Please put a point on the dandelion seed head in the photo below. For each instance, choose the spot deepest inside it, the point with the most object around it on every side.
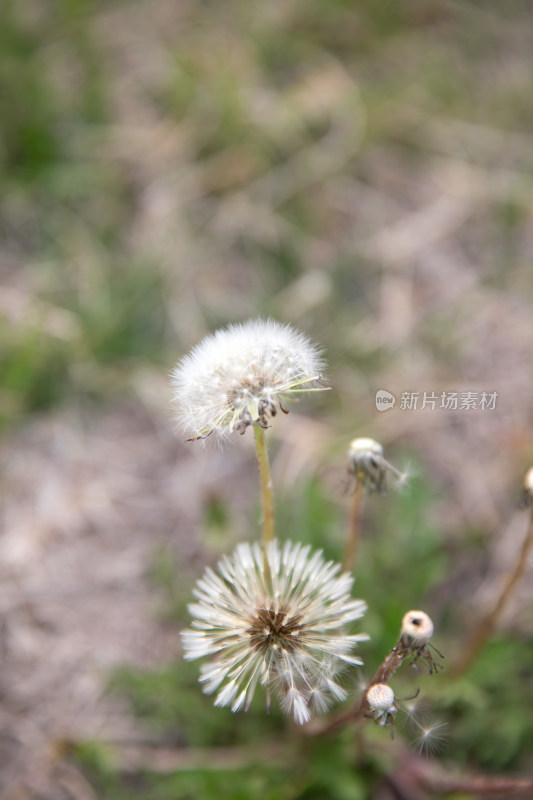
(287, 633)
(239, 375)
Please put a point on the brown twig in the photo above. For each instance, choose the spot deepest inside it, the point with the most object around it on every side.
(488, 623)
(354, 529)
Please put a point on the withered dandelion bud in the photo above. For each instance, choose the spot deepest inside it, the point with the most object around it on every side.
(380, 699)
(417, 630)
(369, 467)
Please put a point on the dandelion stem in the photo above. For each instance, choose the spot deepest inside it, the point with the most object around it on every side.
(266, 488)
(359, 711)
(488, 623)
(352, 544)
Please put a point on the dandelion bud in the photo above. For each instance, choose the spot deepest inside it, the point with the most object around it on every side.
(417, 628)
(380, 699)
(367, 464)
(527, 492)
(235, 377)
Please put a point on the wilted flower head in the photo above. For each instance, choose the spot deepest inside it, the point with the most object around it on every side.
(417, 630)
(368, 465)
(235, 376)
(380, 699)
(285, 632)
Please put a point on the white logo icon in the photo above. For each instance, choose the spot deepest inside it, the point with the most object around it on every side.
(384, 400)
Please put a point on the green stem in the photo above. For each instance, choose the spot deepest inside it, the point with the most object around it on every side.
(266, 488)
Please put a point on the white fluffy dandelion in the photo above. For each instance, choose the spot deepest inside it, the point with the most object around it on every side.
(286, 633)
(236, 376)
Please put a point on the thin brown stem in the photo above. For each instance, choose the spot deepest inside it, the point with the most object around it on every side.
(352, 545)
(267, 497)
(487, 624)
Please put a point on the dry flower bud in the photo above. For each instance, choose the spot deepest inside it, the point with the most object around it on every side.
(367, 464)
(417, 628)
(380, 699)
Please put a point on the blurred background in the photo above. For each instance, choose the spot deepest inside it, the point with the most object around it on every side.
(362, 170)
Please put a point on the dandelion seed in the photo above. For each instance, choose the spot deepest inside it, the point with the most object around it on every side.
(239, 375)
(430, 737)
(369, 467)
(287, 633)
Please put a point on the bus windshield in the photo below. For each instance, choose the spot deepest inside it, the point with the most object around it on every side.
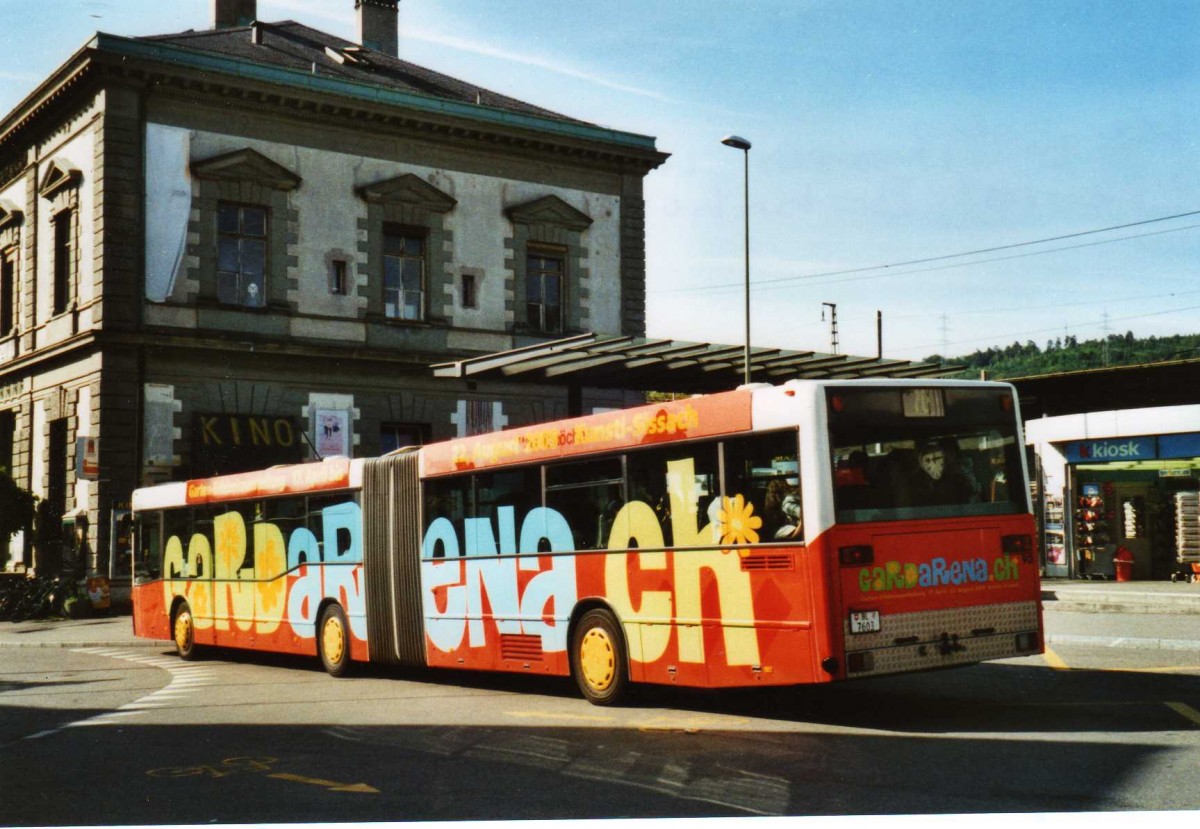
(927, 452)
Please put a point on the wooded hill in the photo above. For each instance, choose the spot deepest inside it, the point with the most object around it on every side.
(1066, 354)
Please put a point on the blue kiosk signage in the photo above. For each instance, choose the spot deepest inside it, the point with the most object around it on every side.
(1147, 448)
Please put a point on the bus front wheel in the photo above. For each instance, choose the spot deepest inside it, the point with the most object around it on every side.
(598, 659)
(183, 630)
(334, 641)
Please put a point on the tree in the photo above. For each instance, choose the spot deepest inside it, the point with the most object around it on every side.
(17, 509)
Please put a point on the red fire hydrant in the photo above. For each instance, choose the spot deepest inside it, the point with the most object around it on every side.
(1123, 564)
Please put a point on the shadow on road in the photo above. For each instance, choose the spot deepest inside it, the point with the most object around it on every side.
(139, 774)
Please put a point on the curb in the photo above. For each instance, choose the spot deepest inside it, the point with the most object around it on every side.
(96, 643)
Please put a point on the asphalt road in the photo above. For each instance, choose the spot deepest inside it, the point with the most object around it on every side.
(103, 736)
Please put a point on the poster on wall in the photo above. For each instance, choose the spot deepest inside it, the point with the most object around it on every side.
(333, 432)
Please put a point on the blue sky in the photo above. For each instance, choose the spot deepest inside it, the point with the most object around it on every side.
(885, 132)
____
INSTRUCTIONS TO FOLLOW. Present every line of the data above as a numbered list, skipping blank lines and leaving the pictures out.

CORRECT RESULT.
1. Please put a point on the dandelion seed head in the photo below. For each instance, choose the spot deepest inside it, the point with the most object around it on every side.
2. (287, 633)
3. (239, 375)
4. Please put a point on the brown twig in the photo above. For each instance, choose the spot deepest inside it, the point with the most object around it on every side.
5. (488, 623)
6. (354, 529)
7. Please put a point on the withered dandelion bud in the photo above. For each instance, choose the spot deepest inside it, the point with the most object around it on every side.
8. (380, 699)
9. (417, 630)
10. (369, 467)
11. Please put a point on the dandelion stem in the photo above. For each instance, choose the spot deepest inside it, the point with the most object around it on every side.
12. (266, 488)
13. (359, 711)
14. (488, 623)
15. (352, 544)
16. Please put a point on the dandelion bud in the photo above. For each instance, choose the spot deepest inside it, the point with the most object around it on every side.
17. (417, 628)
18. (380, 699)
19. (367, 464)
20. (527, 492)
21. (235, 377)
22. Please put a point on the wilted flower head in the photo above. For each instance, choose the spot deepest inside it, the point with the most object around it on every side.
23. (417, 630)
24. (368, 465)
25. (235, 376)
26. (380, 699)
27. (285, 632)
28. Please put a point on the white logo icon in the photo above. For each instance, choose the spot deepest inside it, the point with the most object around it on every side.
29. (384, 400)
30. Please put a point on the green stem in the photo above. For each instance, choose the spot deepest inside it, the point with the most object around it on every side.
31. (266, 488)
32. Please put a point on the white fluffy dandelion in the photo above. For each instance, choose the spot deepest inside it, the point with the most object around it on every side.
33. (286, 633)
34. (236, 376)
35. Please put a point on the thin brown stem in the photo above. For each instance, choose the spot deepest inside it, the point with the most object around it on every side.
36. (352, 545)
37. (267, 497)
38. (487, 624)
39. Please put a point on the dry flower bud in the photo above. For each instance, choose the spot deepest inside it, the point with the most object around it on every side.
40. (367, 464)
41. (417, 628)
42. (380, 699)
43. Please put a point on the blurred background in the photo above. For each instance, choose the spot deepest inside it, the point with the most object around it on every side.
44. (362, 170)
45. Please put a point on the dandelion seed in the photo above. For each instance, choose the spot deepest inside it, the point with the most object around it on every side.
46. (239, 375)
47. (430, 737)
48. (369, 467)
49. (287, 633)
50. Please put a point on the bus windshield in the photo below. For each instance, choose the spot deepest inside it, the point with the most object around it on every side.
51. (927, 452)
52. Please put a point on the wooded hill in the photo above. For each instance, choose the spot deepest inside it, the point with the most object around it on every side.
53. (1066, 354)
54. Please put a point on the blue kiosk signage in the photo above. For each instance, choose the spot deepest inside it, the point with the most object around it on every side.
55. (1147, 448)
56. Please put a point on the bus front wheel in the photo above. For each instance, choose the spot deepest inside it, the point with the most object around it on every side.
57. (598, 659)
58. (183, 630)
59. (334, 641)
60. Please put a point on the tree in the photo above. For each instance, choose the spot deepest inside it, the point with the most object around it on every side.
61. (17, 509)
62. Please put a point on the red fire hydrant in the photo above. For each instance, choose the spot deepest inside it, the point with the most object around it on every side.
63. (1123, 564)
64. Please put a point on the shadow on road in the photo above. For each instance, choose the spot deepest inside it, the point with the most object around it on every side.
65. (139, 774)
66. Please put a point on the curb in the photo above. For each instance, choose the spot deepest inside it, the point with the most object around it on every side.
67. (96, 643)
68. Please put a point on the asphalt road in the photo above. For each instance, choose the spot deepest inside it, the point with the most object around it on every side.
69. (103, 736)
70. Please put a point on the poster on wall in the photo above. For each instance, choose the spot deepest inside it, the point with the most object around it on every side.
71. (333, 432)
72. Please put a point on the blue sky in the photo above. For each instance, choose the spot deepest inside it, the point with the most object around it on every side.
73. (885, 132)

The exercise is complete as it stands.